> _Given problem_: Copy the stretch of records from the line containing "Practice step: point at the evergreen" through the line containing "(1071, 197)", replacing "evergreen tree" with "conifer" and keeping everything else unchanged.

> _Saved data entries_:
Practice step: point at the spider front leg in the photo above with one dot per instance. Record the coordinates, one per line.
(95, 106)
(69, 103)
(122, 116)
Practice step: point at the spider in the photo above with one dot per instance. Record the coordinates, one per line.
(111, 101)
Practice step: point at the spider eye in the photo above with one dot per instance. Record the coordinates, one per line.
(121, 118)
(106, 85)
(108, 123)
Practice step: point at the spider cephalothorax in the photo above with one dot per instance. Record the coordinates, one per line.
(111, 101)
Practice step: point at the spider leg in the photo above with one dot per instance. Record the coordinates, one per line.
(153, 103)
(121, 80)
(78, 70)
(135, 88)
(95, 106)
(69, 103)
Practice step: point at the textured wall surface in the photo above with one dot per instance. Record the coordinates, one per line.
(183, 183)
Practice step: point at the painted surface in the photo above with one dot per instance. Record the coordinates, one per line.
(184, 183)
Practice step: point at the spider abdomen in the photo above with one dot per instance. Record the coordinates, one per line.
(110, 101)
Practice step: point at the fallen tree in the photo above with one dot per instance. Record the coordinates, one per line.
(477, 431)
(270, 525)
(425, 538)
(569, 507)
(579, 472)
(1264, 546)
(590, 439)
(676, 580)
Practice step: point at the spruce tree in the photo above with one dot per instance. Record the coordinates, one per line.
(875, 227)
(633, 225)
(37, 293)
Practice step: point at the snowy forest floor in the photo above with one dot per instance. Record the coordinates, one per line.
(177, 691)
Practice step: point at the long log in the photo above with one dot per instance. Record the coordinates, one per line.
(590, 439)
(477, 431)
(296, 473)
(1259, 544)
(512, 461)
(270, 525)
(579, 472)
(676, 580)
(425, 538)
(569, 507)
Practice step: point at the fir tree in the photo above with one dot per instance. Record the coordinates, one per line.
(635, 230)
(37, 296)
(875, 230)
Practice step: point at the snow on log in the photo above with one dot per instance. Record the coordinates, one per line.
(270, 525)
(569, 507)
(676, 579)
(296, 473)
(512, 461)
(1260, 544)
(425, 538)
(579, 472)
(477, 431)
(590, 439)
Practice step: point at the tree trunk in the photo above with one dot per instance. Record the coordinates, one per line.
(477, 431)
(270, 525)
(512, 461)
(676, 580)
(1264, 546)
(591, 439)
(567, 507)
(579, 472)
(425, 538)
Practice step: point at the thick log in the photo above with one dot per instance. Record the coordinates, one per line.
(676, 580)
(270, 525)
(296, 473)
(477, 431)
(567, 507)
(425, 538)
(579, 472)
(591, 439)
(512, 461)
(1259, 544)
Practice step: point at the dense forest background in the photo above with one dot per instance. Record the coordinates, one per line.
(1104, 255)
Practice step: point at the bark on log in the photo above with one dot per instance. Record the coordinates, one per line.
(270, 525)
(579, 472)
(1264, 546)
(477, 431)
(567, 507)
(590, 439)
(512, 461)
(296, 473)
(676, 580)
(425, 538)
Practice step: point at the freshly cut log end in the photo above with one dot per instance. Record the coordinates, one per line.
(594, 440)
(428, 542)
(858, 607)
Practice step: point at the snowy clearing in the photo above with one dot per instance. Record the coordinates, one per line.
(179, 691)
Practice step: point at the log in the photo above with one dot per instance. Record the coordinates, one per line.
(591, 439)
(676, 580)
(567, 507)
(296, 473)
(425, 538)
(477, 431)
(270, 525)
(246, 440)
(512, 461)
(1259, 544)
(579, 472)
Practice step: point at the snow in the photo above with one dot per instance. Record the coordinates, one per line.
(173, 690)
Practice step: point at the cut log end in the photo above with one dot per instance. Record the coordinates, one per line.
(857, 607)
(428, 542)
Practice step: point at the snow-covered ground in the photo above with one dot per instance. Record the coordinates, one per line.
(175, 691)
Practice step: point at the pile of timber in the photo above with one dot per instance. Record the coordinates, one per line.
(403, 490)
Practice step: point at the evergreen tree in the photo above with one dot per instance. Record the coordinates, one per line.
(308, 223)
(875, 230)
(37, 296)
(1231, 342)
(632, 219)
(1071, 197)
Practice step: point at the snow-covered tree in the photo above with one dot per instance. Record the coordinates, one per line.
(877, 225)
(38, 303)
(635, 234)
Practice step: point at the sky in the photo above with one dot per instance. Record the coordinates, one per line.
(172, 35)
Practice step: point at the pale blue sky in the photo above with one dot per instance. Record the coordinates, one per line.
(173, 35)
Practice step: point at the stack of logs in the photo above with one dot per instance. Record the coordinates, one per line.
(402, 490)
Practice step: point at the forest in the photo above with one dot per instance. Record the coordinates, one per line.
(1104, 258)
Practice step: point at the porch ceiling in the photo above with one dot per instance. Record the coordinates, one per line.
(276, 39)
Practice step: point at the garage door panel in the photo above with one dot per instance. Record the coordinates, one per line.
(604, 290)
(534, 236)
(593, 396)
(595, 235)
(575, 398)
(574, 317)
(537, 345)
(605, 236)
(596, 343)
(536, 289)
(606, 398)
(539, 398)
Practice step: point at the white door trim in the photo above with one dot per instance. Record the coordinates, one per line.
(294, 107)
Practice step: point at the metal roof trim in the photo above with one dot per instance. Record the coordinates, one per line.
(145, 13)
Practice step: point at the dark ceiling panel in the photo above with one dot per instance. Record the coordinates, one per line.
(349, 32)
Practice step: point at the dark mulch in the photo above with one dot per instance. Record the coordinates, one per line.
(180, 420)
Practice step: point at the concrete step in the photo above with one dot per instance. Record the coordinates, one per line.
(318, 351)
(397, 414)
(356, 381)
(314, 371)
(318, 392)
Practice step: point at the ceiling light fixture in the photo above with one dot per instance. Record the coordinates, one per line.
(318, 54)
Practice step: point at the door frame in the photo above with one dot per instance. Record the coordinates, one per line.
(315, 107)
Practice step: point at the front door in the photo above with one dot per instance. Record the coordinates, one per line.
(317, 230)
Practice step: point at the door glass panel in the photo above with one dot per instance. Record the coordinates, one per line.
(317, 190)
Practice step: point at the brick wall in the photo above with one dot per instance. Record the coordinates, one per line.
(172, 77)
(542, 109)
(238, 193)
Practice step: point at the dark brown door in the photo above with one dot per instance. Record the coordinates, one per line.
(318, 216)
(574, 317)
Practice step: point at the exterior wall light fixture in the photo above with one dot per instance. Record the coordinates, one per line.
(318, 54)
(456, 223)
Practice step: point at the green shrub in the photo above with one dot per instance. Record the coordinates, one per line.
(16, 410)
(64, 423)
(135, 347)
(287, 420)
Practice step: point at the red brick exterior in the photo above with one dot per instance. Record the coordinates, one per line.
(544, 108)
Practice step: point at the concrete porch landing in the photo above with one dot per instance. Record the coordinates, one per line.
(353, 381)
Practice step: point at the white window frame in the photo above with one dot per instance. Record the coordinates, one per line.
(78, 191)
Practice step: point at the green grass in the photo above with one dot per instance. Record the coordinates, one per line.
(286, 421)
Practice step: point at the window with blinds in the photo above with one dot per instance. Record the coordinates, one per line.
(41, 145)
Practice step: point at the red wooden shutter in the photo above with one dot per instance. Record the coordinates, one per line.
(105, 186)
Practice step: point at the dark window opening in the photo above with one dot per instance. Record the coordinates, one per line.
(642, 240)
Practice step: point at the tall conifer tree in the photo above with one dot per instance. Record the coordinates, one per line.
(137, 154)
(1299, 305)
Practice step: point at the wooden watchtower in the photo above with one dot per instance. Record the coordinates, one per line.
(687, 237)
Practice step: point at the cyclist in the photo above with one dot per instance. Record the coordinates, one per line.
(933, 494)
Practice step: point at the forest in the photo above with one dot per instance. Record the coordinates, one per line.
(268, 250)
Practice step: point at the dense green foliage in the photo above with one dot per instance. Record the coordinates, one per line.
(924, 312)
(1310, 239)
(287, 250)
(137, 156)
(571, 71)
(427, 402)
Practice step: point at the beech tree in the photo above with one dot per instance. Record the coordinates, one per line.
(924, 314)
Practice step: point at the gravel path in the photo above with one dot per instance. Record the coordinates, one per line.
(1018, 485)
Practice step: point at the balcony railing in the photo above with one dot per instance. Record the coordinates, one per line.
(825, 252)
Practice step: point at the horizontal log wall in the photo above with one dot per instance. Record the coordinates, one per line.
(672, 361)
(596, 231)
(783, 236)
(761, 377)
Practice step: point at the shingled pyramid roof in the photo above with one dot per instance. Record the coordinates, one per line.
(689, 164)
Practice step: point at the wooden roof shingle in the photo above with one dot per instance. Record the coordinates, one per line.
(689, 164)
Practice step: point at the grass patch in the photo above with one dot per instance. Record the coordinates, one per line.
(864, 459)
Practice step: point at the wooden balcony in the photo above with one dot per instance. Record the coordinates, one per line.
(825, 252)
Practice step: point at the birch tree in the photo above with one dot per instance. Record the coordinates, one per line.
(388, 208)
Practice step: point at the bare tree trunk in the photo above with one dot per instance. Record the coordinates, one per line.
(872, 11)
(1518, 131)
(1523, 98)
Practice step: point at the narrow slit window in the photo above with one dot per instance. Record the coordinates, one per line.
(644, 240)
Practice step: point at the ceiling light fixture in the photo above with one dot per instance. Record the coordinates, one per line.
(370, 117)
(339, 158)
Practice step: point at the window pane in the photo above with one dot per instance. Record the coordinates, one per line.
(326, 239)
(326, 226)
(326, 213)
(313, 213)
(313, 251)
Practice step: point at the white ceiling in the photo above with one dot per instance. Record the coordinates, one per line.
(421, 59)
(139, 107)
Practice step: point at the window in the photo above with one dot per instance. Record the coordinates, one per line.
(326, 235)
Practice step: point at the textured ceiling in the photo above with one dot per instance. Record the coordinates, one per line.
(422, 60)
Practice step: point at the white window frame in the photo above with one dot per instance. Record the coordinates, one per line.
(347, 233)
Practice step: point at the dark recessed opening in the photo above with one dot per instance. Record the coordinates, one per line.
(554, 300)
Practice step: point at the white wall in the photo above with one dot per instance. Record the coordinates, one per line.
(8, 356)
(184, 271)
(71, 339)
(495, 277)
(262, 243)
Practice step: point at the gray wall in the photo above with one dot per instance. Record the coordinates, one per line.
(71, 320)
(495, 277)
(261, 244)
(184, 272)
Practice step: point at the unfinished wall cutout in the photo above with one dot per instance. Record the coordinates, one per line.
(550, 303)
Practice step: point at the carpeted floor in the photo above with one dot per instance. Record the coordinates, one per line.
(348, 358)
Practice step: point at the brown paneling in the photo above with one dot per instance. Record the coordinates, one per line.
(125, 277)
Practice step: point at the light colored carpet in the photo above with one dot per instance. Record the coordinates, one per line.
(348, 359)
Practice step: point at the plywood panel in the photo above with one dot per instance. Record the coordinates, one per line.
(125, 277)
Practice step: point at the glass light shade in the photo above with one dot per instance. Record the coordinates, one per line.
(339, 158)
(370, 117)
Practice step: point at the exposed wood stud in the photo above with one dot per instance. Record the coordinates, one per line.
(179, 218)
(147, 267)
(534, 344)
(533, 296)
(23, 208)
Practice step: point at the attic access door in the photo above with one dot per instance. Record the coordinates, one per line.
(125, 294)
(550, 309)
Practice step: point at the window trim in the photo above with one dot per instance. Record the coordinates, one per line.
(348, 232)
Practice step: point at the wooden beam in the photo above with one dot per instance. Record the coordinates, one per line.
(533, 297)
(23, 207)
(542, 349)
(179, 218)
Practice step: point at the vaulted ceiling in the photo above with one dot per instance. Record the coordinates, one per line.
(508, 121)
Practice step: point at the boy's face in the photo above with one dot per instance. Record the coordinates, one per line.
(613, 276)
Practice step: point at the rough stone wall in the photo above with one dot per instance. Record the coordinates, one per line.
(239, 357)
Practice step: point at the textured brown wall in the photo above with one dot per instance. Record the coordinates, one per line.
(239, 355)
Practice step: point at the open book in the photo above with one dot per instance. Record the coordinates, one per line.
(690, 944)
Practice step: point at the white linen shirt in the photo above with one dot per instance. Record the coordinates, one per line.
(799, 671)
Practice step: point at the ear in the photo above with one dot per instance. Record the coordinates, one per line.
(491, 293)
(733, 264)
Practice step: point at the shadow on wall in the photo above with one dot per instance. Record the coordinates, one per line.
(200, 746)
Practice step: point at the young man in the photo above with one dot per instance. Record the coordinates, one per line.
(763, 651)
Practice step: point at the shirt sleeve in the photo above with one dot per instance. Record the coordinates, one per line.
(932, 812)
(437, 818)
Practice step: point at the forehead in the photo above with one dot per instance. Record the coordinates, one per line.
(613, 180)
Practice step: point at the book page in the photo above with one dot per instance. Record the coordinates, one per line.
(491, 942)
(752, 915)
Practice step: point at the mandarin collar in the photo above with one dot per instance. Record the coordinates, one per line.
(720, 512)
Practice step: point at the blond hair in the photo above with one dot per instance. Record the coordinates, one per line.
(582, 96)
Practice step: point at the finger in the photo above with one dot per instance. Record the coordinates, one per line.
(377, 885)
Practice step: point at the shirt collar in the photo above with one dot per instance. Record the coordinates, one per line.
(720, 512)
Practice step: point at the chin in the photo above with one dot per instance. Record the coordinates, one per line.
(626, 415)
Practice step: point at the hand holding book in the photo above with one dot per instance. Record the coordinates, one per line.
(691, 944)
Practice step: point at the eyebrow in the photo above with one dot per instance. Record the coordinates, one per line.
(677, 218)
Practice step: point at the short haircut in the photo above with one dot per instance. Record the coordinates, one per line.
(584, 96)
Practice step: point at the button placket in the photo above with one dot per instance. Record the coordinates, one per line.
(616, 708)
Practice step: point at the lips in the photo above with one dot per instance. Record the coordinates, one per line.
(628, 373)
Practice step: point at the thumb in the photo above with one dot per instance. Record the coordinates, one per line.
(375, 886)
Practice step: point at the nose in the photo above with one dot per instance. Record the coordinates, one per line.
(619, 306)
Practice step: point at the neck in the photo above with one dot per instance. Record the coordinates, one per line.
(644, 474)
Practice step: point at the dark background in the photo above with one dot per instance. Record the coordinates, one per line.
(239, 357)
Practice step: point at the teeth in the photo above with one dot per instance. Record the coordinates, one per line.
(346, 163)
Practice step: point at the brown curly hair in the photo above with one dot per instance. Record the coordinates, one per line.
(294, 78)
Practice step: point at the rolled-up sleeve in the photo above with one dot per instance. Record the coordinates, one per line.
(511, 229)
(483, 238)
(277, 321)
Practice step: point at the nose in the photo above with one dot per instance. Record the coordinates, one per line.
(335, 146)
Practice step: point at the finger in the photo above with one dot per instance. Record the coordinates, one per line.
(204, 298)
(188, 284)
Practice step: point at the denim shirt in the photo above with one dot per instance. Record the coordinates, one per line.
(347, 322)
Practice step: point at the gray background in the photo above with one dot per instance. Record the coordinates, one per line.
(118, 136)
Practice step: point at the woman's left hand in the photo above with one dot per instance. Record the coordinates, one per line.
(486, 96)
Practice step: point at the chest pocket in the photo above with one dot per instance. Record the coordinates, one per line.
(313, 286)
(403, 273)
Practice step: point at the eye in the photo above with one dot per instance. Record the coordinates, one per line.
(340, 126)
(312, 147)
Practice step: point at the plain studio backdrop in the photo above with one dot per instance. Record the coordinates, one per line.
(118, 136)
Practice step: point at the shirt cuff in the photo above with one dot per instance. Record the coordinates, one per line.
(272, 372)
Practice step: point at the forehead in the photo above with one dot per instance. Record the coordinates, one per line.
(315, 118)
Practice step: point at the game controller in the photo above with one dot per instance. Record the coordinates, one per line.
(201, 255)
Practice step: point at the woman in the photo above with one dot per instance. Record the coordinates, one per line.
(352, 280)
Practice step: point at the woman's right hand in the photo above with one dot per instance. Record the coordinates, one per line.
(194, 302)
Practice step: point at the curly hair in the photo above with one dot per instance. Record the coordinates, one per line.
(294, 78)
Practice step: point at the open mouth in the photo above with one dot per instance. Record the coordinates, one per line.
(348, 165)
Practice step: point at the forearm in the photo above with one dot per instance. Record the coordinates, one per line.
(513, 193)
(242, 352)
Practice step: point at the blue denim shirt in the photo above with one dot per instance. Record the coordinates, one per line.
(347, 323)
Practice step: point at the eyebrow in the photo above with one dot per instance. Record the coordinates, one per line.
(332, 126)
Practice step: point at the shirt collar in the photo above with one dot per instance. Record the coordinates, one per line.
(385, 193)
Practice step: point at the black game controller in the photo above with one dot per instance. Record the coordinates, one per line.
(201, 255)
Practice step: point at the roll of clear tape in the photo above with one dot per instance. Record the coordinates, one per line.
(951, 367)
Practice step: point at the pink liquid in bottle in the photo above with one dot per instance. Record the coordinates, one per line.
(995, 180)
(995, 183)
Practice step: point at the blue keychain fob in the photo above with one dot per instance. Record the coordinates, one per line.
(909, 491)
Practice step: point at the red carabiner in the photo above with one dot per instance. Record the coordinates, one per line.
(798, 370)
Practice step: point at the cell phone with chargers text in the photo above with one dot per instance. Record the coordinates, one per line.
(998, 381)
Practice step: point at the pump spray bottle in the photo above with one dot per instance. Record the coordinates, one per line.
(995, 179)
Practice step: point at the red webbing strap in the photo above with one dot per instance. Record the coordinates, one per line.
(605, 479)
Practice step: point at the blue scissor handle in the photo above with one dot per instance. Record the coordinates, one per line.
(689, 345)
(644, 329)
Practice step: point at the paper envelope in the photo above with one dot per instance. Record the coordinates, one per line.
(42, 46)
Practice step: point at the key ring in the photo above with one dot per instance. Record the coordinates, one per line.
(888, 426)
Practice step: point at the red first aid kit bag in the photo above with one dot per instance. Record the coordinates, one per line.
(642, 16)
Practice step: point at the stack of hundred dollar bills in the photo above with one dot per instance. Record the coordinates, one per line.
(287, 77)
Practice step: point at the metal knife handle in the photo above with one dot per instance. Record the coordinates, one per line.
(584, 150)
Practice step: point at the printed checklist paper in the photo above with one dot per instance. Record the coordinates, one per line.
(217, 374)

> _Exercise output_:
Practice step: point at the conifer in the photo above with one dot per instance. Record the coordinates, one per line.
(308, 223)
(875, 230)
(37, 296)
(1231, 342)
(632, 219)
(1071, 197)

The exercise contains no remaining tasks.